Nothing but the line with "Study the photograph above. Where on each instance of the stone" and the lines after it, through the end of the records below, is to be repeated, exactly as it is.

Coordinate labeling data:

=======

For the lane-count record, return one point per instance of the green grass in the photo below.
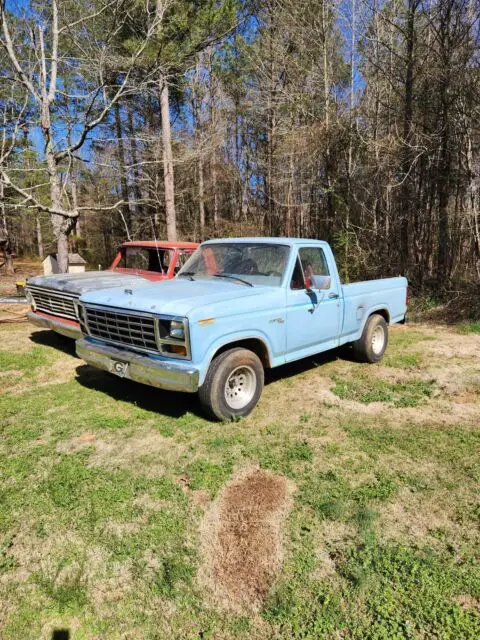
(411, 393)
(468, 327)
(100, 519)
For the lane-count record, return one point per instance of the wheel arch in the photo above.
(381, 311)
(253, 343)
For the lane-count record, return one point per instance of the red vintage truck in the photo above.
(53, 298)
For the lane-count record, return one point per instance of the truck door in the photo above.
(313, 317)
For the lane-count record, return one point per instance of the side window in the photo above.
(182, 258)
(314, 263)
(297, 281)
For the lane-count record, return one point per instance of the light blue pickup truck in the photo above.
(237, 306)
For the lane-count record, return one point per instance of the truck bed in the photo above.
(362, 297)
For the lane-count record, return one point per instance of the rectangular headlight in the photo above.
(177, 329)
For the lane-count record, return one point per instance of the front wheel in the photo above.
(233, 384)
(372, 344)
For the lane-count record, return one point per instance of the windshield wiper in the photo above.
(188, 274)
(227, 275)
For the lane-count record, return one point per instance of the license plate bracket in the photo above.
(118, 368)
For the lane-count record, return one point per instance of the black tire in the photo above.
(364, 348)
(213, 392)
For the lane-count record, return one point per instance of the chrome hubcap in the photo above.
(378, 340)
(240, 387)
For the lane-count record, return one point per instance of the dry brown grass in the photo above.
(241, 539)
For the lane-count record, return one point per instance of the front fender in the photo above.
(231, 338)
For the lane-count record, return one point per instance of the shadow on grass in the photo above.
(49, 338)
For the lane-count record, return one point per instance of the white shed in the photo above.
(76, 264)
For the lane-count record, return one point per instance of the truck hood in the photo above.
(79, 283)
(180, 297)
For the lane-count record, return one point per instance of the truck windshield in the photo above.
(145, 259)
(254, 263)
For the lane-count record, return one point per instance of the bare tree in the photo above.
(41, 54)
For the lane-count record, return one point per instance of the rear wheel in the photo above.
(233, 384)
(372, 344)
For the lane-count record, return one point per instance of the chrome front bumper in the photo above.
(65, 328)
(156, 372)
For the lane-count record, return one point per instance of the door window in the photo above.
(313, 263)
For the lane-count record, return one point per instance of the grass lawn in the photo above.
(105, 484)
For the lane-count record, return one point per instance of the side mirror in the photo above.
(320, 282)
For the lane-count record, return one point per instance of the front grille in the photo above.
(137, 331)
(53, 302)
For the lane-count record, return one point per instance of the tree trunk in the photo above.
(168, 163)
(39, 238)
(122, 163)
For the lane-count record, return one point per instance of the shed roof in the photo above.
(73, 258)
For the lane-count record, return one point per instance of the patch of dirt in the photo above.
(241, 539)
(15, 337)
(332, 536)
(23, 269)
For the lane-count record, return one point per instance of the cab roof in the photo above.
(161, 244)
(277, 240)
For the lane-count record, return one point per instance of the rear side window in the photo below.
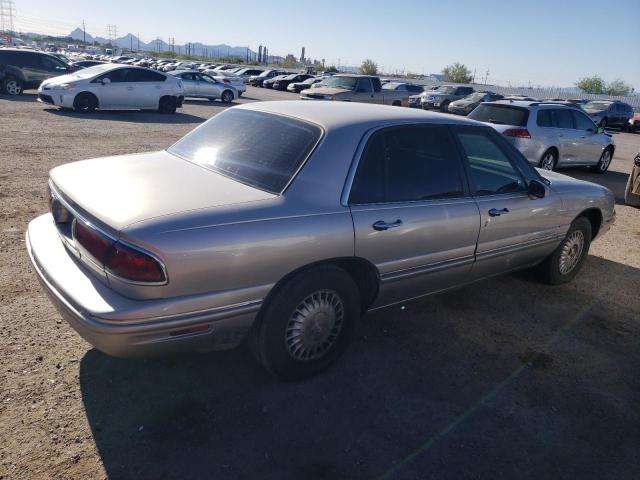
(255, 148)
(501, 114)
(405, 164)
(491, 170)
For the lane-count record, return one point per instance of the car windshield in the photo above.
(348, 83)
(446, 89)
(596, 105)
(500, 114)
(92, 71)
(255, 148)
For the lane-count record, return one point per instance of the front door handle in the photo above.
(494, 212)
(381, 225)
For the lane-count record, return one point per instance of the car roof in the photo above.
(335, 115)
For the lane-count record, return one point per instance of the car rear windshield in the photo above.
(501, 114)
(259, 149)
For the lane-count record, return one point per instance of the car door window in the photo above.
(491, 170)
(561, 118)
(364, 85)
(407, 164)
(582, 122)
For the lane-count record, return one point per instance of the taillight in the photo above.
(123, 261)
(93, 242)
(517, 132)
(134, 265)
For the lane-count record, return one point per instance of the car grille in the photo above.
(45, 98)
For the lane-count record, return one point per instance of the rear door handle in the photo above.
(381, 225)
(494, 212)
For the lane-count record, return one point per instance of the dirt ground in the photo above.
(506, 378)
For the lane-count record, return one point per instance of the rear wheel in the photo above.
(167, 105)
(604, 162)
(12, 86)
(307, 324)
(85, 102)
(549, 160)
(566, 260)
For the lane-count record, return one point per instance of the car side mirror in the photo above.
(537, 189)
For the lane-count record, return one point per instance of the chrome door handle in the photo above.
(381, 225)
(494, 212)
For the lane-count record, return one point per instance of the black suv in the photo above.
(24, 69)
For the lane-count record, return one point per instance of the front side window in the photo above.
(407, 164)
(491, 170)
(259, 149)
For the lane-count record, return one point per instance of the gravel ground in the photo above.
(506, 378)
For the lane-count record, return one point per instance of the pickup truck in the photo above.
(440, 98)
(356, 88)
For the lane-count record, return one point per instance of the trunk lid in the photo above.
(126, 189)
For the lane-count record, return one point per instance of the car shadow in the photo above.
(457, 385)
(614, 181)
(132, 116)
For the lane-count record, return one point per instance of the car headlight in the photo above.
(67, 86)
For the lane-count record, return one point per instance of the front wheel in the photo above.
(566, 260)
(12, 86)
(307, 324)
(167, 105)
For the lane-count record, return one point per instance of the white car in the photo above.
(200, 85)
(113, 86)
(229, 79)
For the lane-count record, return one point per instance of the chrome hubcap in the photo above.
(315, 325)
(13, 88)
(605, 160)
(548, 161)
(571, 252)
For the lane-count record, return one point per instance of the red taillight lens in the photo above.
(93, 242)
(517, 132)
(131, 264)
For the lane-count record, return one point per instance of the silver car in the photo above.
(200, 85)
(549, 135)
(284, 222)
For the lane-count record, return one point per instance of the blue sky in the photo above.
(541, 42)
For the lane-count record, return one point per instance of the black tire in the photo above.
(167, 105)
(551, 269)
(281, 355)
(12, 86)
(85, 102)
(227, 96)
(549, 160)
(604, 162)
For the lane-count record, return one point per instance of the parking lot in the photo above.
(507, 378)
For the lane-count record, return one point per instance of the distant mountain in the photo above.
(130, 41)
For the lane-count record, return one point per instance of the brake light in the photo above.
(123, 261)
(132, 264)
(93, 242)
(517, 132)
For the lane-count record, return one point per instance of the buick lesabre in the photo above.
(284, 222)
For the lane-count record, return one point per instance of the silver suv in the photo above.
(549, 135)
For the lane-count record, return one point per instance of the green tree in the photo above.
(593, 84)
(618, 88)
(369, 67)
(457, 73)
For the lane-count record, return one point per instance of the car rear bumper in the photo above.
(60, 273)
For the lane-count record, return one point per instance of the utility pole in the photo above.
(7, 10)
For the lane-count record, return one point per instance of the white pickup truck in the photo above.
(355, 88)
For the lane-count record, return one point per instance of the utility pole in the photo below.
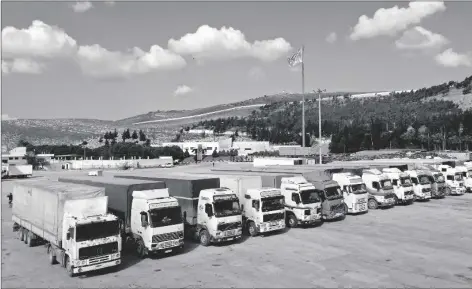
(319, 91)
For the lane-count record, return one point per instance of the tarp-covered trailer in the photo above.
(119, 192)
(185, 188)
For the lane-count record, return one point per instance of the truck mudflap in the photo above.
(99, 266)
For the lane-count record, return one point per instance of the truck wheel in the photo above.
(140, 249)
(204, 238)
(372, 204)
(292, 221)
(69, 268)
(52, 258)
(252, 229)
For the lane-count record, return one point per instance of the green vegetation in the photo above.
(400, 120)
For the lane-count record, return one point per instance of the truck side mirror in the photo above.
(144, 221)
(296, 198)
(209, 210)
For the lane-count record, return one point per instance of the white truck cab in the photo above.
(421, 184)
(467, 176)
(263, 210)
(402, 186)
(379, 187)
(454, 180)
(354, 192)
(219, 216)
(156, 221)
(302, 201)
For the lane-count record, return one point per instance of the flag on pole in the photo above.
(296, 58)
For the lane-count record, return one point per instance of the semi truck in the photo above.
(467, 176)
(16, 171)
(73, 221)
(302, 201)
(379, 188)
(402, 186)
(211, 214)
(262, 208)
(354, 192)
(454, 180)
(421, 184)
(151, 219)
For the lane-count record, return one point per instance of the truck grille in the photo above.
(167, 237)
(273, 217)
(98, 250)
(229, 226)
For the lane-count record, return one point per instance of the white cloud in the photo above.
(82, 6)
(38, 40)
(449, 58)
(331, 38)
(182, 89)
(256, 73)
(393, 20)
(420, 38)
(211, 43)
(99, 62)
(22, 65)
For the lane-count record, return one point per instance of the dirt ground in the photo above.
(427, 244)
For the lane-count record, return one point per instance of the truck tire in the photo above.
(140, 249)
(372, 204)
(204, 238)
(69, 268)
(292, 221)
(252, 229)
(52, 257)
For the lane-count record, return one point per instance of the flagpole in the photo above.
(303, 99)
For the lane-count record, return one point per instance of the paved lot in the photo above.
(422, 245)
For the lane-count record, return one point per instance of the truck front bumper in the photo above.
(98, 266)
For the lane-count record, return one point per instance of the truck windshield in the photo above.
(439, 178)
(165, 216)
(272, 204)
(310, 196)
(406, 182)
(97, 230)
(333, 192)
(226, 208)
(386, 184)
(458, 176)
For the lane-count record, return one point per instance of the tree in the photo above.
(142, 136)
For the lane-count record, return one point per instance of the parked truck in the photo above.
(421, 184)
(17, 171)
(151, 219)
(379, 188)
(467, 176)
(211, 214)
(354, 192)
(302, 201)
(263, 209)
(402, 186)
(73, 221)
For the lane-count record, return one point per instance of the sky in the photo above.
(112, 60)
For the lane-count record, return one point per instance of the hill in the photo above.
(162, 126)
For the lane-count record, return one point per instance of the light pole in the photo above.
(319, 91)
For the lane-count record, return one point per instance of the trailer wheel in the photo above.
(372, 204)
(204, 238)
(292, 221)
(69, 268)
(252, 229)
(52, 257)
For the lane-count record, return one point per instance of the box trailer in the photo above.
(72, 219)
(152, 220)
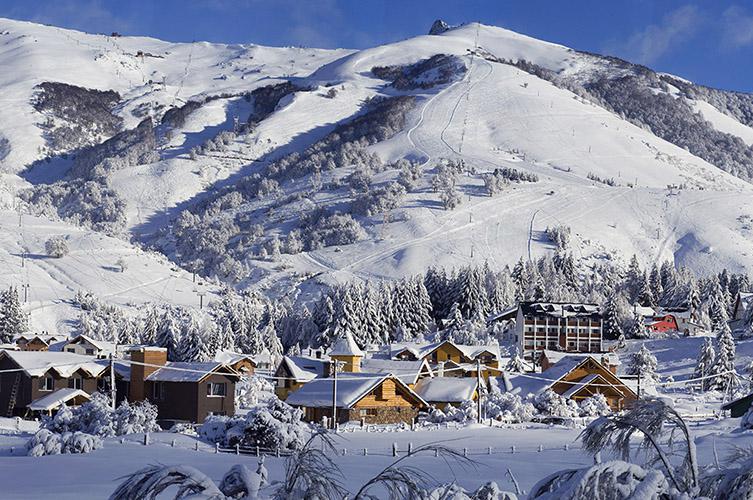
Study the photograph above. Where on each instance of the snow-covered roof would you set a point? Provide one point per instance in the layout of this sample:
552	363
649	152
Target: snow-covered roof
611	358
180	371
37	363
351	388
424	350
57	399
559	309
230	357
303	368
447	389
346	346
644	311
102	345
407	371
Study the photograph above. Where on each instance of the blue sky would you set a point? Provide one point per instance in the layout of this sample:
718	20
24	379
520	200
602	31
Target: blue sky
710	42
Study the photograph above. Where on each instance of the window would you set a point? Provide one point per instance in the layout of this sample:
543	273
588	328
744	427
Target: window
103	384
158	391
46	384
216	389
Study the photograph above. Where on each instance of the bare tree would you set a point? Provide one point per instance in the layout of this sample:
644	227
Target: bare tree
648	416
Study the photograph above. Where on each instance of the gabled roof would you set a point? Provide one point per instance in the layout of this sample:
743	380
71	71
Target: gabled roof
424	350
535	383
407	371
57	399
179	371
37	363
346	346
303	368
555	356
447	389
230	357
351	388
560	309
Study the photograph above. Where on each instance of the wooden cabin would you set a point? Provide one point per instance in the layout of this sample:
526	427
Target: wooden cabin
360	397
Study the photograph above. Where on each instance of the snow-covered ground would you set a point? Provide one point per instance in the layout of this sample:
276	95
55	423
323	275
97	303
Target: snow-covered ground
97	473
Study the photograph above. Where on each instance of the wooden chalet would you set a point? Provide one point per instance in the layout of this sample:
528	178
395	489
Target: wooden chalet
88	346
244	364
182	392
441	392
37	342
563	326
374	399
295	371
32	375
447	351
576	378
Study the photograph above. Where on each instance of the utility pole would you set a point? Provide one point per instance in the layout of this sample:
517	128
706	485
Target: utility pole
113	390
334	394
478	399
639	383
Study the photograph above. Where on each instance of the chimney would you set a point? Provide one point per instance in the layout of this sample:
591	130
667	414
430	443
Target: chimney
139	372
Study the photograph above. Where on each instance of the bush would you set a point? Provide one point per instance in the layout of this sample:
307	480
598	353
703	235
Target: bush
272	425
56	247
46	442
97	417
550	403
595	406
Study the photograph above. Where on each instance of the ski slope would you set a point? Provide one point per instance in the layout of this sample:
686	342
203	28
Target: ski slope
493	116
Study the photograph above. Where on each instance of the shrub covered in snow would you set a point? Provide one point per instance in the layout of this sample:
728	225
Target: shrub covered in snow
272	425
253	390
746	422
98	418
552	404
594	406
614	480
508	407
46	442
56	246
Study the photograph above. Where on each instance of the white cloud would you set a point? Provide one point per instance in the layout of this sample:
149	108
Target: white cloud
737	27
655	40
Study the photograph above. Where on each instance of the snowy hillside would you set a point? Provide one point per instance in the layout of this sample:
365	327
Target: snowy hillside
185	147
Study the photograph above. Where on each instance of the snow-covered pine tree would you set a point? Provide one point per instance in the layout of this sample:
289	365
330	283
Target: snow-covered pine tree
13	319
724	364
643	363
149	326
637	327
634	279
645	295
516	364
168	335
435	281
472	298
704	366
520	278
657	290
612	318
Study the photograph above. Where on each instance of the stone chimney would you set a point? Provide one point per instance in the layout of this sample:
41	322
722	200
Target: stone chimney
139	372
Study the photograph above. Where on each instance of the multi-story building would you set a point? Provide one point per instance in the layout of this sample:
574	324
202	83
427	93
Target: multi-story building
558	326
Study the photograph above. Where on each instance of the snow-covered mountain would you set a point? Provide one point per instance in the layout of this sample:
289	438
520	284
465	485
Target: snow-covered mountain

=======

§ **Correct answer**:
Study the photograph above. Where on each instance of the stone chimney would you set a point? Provide one point per instance in the layout of this sample:
41	322
722	200
Target: stone chimney
139	372
Study the photograph above. Where on each instance of the multi-story building would you set a point? Provide one point per instance in the layout of this sample:
574	324
202	83
427	93
Target: multi-story building
558	326
Study the photograph above. Where on each instance of the snow-covered mountain would you set a point? Provide one point per instance in the layout of this sample:
289	438
520	284
465	485
Target: snow-covered mountain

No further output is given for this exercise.